### Excerpt provided

Jeff: I agree 100 per cent and I'm actually a huge fan of Teams that I think Teams has completely changed the way that I work and it definitely connected me with my team and definitely people around the company. It's an amazing product. Absolutely agree with everything you said regarding Teams and that someone who has worked in a corporate environment for many years, what advice would you have for me and my colleagues to ensure we're continuing to create and included culture for people of all abilities?
Jenny: If you appreciate that disability will be a part of your company whether those numbers are shared or not, it is just part of being human, it's part of the workforce. Then I think the first thing clearly is to focus on self. If you are not your own best self-advocate, then you're missing out. Um and I think all of us have gone through that journey at some point. I've definitely been in some scenarios and even today I was at a dentist office, I don't really want to talk about being deaf um not really my, you know, I'm British, I'm in a dentist office, I'm uncomfortable to begin with. Um but I have to be my best advocate. I have to be able to say, look, I can't understand you, you're wearing, you're wearing a mask, and I'm sorry, but I'm just not going to understand you right now, and you don't know my language of sign. Um, and you have to find out those ways to be able to be the advocate for yourself in those moments and step into that sometimes discomfort. And if you find yourself hitting a brick wall, ask so ask for help and know that that's a sign of strength, not weakness. Um because ultimately, if you don't ask for the help, that brick wall will stop you from achieving a goal. And the only person it's gonna stop is you.

######

• **Using the information**:
A. Write out the stretch of the conversation from "Jeff: I agree" through "of all abilities?" with no changes.
B. In the conversation, why does Jenny say you should ask for help when you hit a brick wall? Answer in one to three sentences.
The rows that follow come from a different source than the conversation.

### Dataset extract

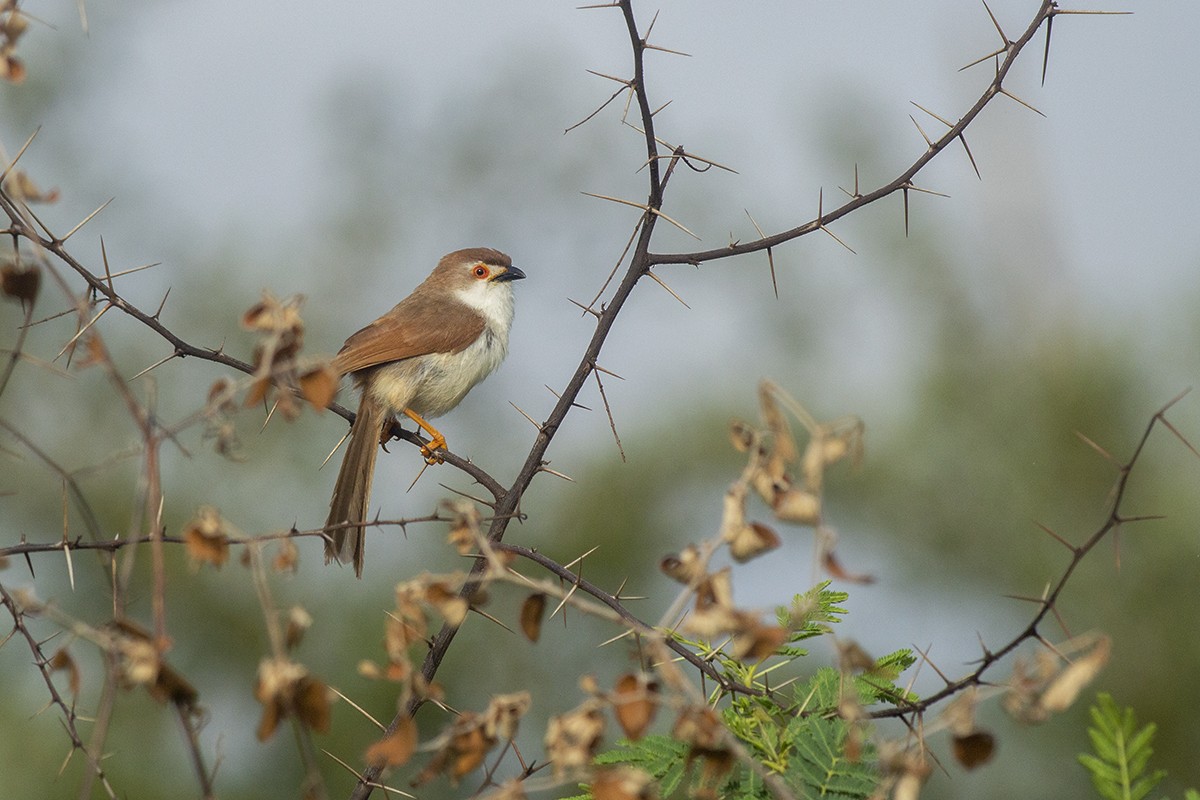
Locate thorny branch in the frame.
[871,392,1195,718]
[646,0,1066,266]
[0,0,1147,798]
[0,584,116,800]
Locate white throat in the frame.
[455,281,512,342]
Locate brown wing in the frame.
[334,293,484,375]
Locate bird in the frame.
[325,247,526,578]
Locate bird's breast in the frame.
[408,325,509,417]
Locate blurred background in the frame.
[0,0,1200,798]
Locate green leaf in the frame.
[1079,692,1166,800]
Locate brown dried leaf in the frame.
[758,380,799,464]
[696,567,733,610]
[952,730,996,770]
[482,692,533,741]
[659,545,704,585]
[184,506,229,567]
[612,673,659,741]
[768,487,821,525]
[146,662,200,710]
[545,699,605,778]
[730,522,780,564]
[366,716,416,769]
[425,581,470,627]
[296,675,331,733]
[521,591,546,642]
[383,602,428,662]
[245,378,271,408]
[0,261,42,302]
[283,606,312,650]
[730,420,758,452]
[271,539,300,572]
[1040,636,1112,714]
[732,620,790,662]
[671,705,725,751]
[442,499,482,555]
[254,658,330,741]
[0,54,25,84]
[113,626,161,686]
[413,711,496,786]
[721,482,746,542]
[821,549,875,585]
[589,766,658,800]
[300,363,340,411]
[0,9,29,41]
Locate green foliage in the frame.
[1079,692,1161,800]
[583,581,916,799]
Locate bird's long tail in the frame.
[325,391,388,578]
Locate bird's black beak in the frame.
[492,266,524,283]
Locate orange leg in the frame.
[404,408,446,464]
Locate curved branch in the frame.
[647,0,1057,266]
[870,392,1200,720]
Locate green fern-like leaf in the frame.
[775,581,850,652]
[1079,692,1165,800]
[595,735,688,798]
[785,716,878,800]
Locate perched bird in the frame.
[325,247,524,577]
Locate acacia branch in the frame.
[870,392,1195,718]
[647,0,1058,266]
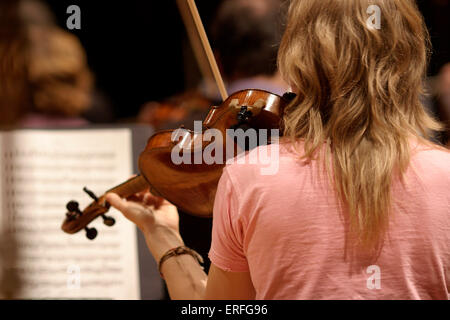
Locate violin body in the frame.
[62,89,293,239]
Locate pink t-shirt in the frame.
[209,141,450,300]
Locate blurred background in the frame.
[0,0,450,300]
[0,0,450,142]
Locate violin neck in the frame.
[106,175,149,198]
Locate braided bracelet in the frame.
[158,246,203,279]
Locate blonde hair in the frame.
[278,0,440,245]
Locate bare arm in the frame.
[106,192,255,300]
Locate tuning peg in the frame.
[84,227,98,240]
[83,187,98,201]
[102,214,116,227]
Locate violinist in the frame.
[139,0,288,276]
[107,0,450,300]
[138,0,288,130]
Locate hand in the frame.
[106,191,183,261]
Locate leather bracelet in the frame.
[158,246,203,279]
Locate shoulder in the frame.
[411,144,450,174]
[224,143,299,189]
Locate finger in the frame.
[105,193,128,212]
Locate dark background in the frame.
[42,0,450,120]
[46,0,221,119]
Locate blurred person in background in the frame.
[138,0,288,276]
[0,0,94,128]
[138,0,288,130]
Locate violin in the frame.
[61,0,295,240]
[62,89,295,240]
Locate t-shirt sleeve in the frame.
[209,168,249,272]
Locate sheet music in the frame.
[0,129,139,299]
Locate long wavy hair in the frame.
[278,0,440,246]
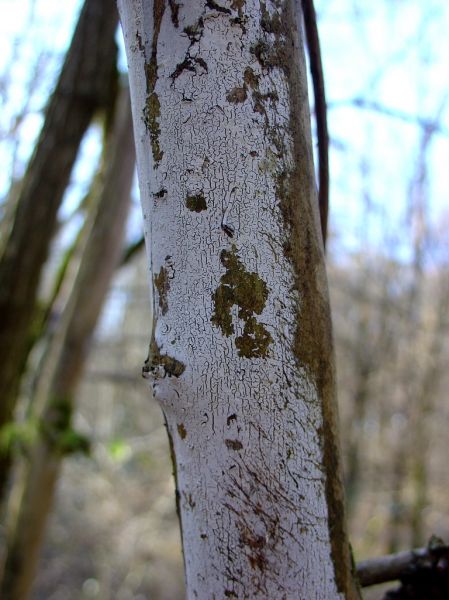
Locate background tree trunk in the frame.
[0,0,117,499]
[1,84,135,600]
[119,0,358,600]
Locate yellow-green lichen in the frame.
[142,337,186,377]
[177,423,187,440]
[144,92,164,164]
[211,244,273,358]
[154,267,170,315]
[186,192,207,212]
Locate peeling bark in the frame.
[118,0,359,600]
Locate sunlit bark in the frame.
[0,0,117,499]
[119,0,357,600]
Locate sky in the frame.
[0,0,449,257]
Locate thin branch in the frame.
[302,0,329,247]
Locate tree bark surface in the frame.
[118,0,358,600]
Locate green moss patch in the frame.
[211,245,273,358]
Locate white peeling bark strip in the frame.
[119,0,343,600]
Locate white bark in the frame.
[118,0,354,600]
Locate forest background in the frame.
[0,0,449,600]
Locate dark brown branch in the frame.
[356,544,449,587]
[302,0,329,247]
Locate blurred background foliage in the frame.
[0,0,449,600]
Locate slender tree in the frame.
[0,85,135,600]
[0,0,117,499]
[118,0,359,600]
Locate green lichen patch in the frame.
[143,92,164,164]
[177,423,187,440]
[235,317,272,358]
[225,440,243,452]
[226,86,247,104]
[186,192,207,212]
[211,244,273,358]
[146,338,186,378]
[154,267,170,315]
[260,2,282,35]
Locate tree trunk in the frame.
[118,0,358,600]
[0,85,135,600]
[0,0,117,499]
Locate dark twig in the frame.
[302,0,329,247]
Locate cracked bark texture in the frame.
[118,0,359,600]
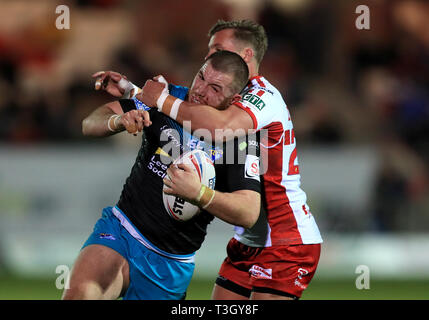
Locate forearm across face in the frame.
[161,101,253,142]
[82,101,124,137]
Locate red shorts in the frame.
[217,238,321,298]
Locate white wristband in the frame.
[118,78,140,99]
[170,98,183,120]
[107,114,119,132]
[156,92,169,111]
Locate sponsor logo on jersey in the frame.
[294,268,308,290]
[249,264,273,279]
[243,93,265,110]
[186,138,223,162]
[244,154,260,181]
[99,233,116,240]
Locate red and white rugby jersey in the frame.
[235,76,323,246]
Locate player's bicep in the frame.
[225,104,255,134]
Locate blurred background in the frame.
[0,0,429,299]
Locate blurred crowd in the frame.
[0,0,429,231]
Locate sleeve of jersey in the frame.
[225,134,261,193]
[234,89,276,130]
[119,97,151,113]
[225,155,261,193]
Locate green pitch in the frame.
[0,275,429,300]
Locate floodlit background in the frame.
[0,0,429,299]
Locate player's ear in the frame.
[230,93,241,104]
[243,47,255,63]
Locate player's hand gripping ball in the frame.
[162,150,216,221]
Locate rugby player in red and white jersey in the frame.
[97,20,323,299]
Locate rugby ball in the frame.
[162,150,216,221]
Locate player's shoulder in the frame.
[241,76,286,110]
[168,83,189,100]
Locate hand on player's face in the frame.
[188,63,232,109]
[164,164,201,201]
[118,110,152,135]
[136,76,168,107]
[92,71,127,98]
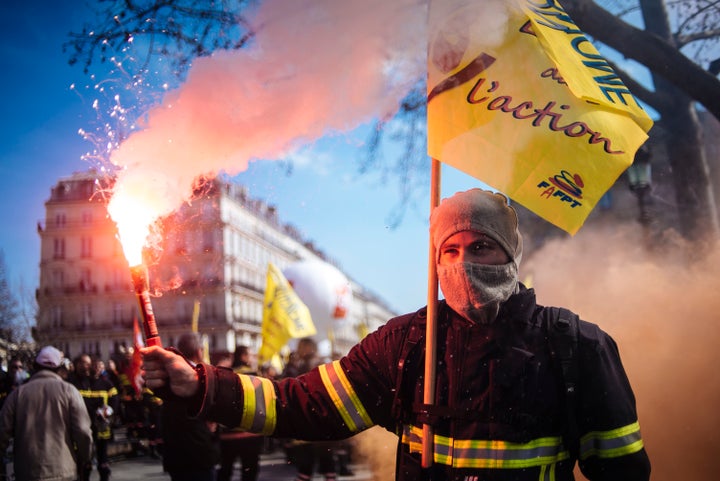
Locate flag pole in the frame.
[422,159,441,468]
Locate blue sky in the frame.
[0,0,479,311]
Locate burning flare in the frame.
[108,184,162,346]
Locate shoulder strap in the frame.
[548,307,580,458]
[392,313,424,423]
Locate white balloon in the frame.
[283,260,353,338]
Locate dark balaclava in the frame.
[430,189,522,322]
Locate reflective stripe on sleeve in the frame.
[402,425,570,468]
[319,361,373,433]
[580,421,643,459]
[238,374,277,434]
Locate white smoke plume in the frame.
[111,0,427,225]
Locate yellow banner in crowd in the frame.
[258,263,317,364]
[427,0,653,234]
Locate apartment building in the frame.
[37,171,394,359]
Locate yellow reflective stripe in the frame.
[79,388,109,404]
[580,421,644,459]
[539,463,557,481]
[402,425,570,468]
[238,374,277,435]
[319,361,373,433]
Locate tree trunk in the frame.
[562,0,720,241]
[640,0,718,241]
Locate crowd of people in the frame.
[0,340,358,481]
[0,189,650,481]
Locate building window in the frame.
[112,269,128,289]
[80,269,92,291]
[203,229,215,252]
[80,303,92,328]
[80,237,92,259]
[53,238,65,259]
[50,306,63,327]
[52,269,65,289]
[55,212,67,227]
[113,302,122,326]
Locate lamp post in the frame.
[627,144,652,235]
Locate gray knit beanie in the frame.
[430,189,522,266]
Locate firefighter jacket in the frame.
[195,287,650,481]
[68,375,120,440]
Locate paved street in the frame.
[105,451,372,481]
[1,451,372,481]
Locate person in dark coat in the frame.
[68,354,120,481]
[142,189,650,481]
[160,332,220,481]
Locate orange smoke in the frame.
[523,225,720,481]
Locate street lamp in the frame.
[627,144,652,230]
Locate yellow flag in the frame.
[427,0,653,234]
[258,263,317,364]
[190,299,200,332]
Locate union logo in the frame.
[537,170,585,209]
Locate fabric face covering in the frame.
[437,262,518,322]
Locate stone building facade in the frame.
[36,171,394,359]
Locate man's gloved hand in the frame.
[140,346,200,398]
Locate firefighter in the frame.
[143,189,650,481]
[68,354,119,481]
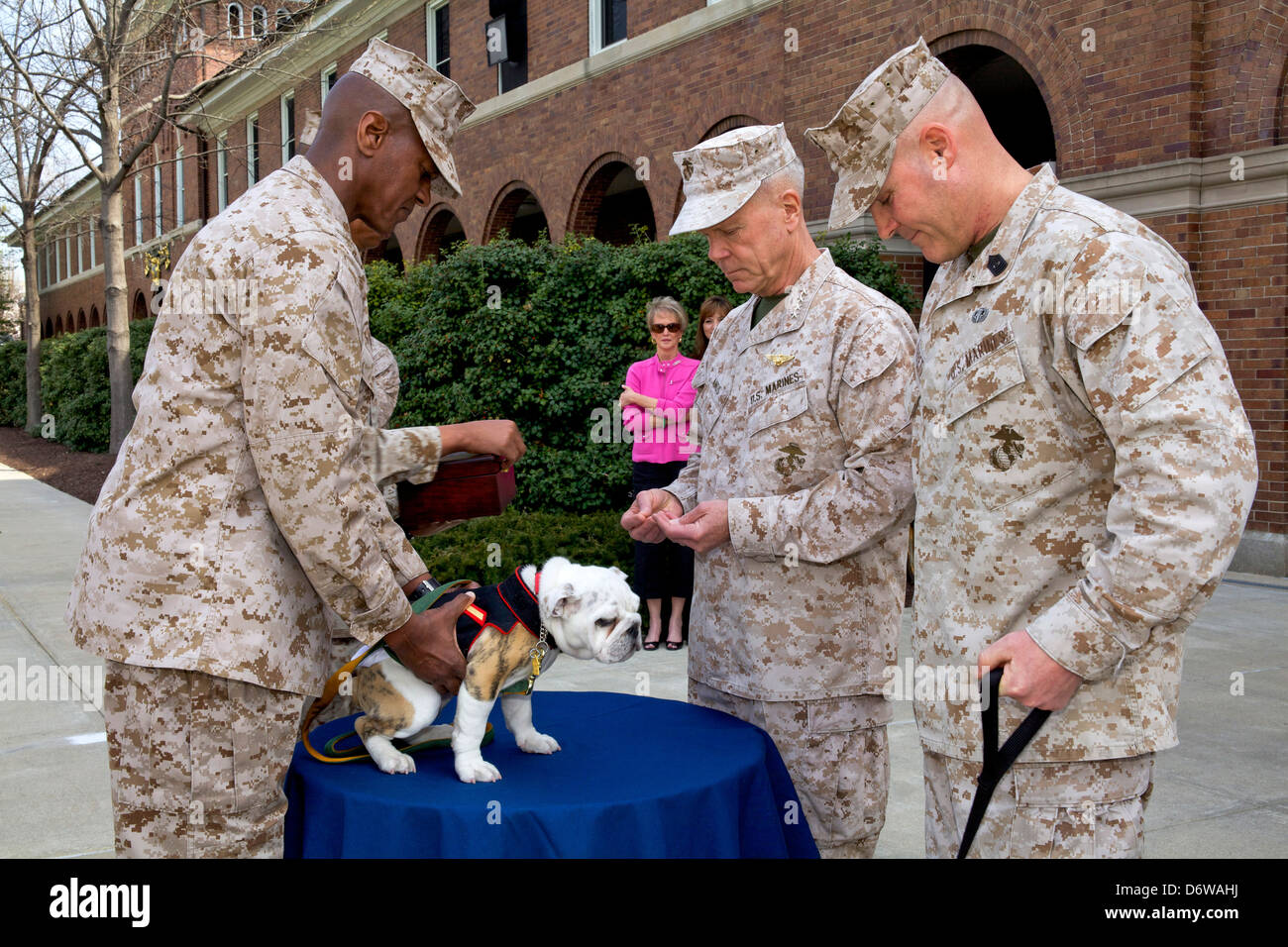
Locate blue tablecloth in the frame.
[286,691,818,858]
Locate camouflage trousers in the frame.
[103,661,304,858]
[690,678,890,858]
[922,750,1154,858]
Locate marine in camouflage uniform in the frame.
[806,42,1256,857]
[68,40,473,856]
[623,125,915,857]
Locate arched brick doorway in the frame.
[416,205,465,262]
[568,154,657,246]
[921,43,1056,297]
[362,235,404,273]
[483,180,550,244]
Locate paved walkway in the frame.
[0,464,1288,858]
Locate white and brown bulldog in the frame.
[353,557,640,783]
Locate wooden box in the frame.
[398,453,515,536]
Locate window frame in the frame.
[278,89,297,167]
[425,0,452,78]
[215,132,228,214]
[590,0,631,55]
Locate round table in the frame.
[286,691,818,858]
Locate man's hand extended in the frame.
[438,421,528,464]
[622,489,684,543]
[657,500,729,553]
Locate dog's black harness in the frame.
[439,566,554,655]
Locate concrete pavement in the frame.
[0,464,1288,858]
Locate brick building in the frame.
[25,0,1288,575]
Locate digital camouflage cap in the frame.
[805,39,950,230]
[349,40,474,196]
[671,124,796,235]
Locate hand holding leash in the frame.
[385,592,478,694]
[622,489,684,543]
[979,629,1082,710]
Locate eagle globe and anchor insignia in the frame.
[774,442,805,476]
[988,424,1024,471]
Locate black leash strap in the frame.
[957,668,1051,858]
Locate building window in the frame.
[215,132,228,211]
[590,0,626,55]
[484,0,528,93]
[174,146,187,229]
[322,63,340,104]
[282,91,295,164]
[425,3,452,76]
[134,174,143,245]
[152,162,164,237]
[246,112,259,187]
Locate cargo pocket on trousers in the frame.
[805,694,890,844]
[228,681,293,813]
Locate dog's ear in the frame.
[550,582,581,618]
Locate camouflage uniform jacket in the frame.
[667,252,915,705]
[68,156,439,693]
[913,167,1256,763]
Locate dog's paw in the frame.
[514,730,559,753]
[456,754,501,783]
[371,750,416,773]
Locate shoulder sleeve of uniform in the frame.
[1057,233,1221,411]
[729,304,917,563]
[1029,233,1257,681]
[242,255,412,643]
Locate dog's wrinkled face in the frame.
[541,558,640,664]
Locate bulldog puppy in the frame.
[353,557,640,783]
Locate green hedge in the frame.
[386,235,729,513]
[0,233,912,504]
[412,507,634,585]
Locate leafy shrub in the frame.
[0,342,27,428]
[38,318,156,454]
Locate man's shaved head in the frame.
[870,76,1030,263]
[306,72,437,239]
[314,72,416,143]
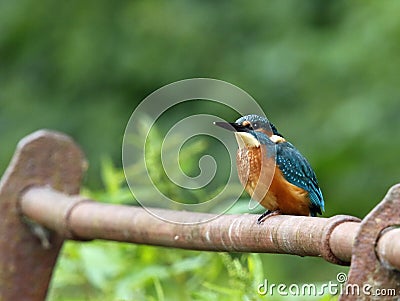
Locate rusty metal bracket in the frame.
[321,215,360,265]
[339,185,400,301]
[0,130,86,301]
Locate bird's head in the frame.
[214,114,285,148]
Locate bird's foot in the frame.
[257,210,281,225]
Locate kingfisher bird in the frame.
[214,115,324,223]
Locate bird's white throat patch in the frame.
[235,132,260,148]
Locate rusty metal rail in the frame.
[0,131,400,301]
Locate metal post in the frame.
[0,130,86,301]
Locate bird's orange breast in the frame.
[236,147,310,215]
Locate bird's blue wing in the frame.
[276,142,324,216]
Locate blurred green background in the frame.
[0,0,400,300]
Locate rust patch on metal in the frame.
[0,130,86,301]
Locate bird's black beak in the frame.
[214,121,249,132]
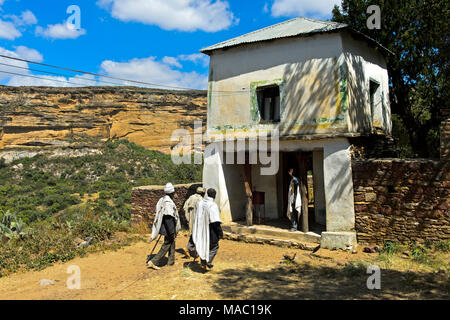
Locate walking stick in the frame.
[145,235,161,263]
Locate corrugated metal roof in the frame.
[200,18,348,53]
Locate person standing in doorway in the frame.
[183,187,206,258]
[287,168,302,231]
[192,189,223,270]
[147,182,181,270]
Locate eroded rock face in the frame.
[0,86,207,153]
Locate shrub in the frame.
[381,241,401,255]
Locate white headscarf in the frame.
[150,195,181,242]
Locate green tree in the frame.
[332,0,450,157]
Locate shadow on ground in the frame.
[212,262,450,300]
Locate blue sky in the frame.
[0,0,340,89]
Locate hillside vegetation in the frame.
[0,140,201,276]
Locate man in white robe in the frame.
[287,168,302,231]
[183,187,206,258]
[147,183,181,270]
[192,189,223,269]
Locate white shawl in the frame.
[287,180,302,219]
[150,195,181,242]
[183,193,203,233]
[192,196,221,261]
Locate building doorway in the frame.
[277,150,326,234]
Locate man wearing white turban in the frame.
[192,189,223,269]
[287,168,302,231]
[147,182,181,270]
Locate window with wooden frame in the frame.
[256,85,280,123]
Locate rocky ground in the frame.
[0,234,450,300]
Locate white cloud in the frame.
[36,22,86,39]
[97,0,239,32]
[178,53,209,67]
[101,57,208,89]
[5,10,37,26]
[0,47,28,80]
[162,57,183,68]
[271,0,341,19]
[0,19,22,40]
[0,46,98,87]
[16,46,44,62]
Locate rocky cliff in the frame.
[0,86,207,158]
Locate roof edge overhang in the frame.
[200,25,395,56]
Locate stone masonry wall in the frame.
[441,109,450,161]
[352,159,450,243]
[131,183,202,230]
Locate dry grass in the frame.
[0,233,450,300]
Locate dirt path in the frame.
[0,235,448,300]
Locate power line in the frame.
[0,62,122,86]
[0,70,97,86]
[0,54,250,93]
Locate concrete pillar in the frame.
[321,139,356,249]
[203,145,232,223]
[313,151,327,225]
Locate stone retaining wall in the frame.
[131,183,202,230]
[441,109,450,161]
[352,159,450,243]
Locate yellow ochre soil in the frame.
[0,233,450,300]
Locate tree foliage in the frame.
[332,0,449,157]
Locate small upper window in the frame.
[369,80,380,119]
[256,86,280,123]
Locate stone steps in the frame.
[223,232,319,251]
[222,224,321,251]
[222,224,321,244]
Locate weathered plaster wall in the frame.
[342,32,392,135]
[207,33,391,141]
[352,159,450,243]
[208,34,347,135]
[203,138,355,239]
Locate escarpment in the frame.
[0,86,207,153]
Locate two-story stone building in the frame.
[201,18,391,248]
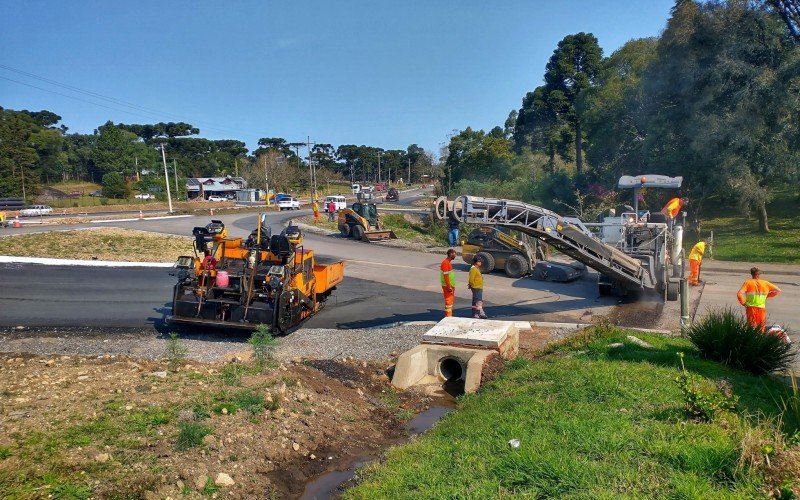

######

• **Task-by-task outputs**:
A.
Jeff: I agree 100 per cent and I'm actually a huge fan of Teams that I think Teams has completely changed the way that I work and it definitely connected me with my team and definitely people around the company. It's an amazing product. Absolutely agree with everything you said regarding Teams and that someone who has worked in a corporate environment for many years, what advice would you have for me and my colleagues to ensure we're continuing to create and included culture for people of all abilities?

B. If you don't ask for help, that brick wall will stop you from achieving a goal. The only person it will stop is you.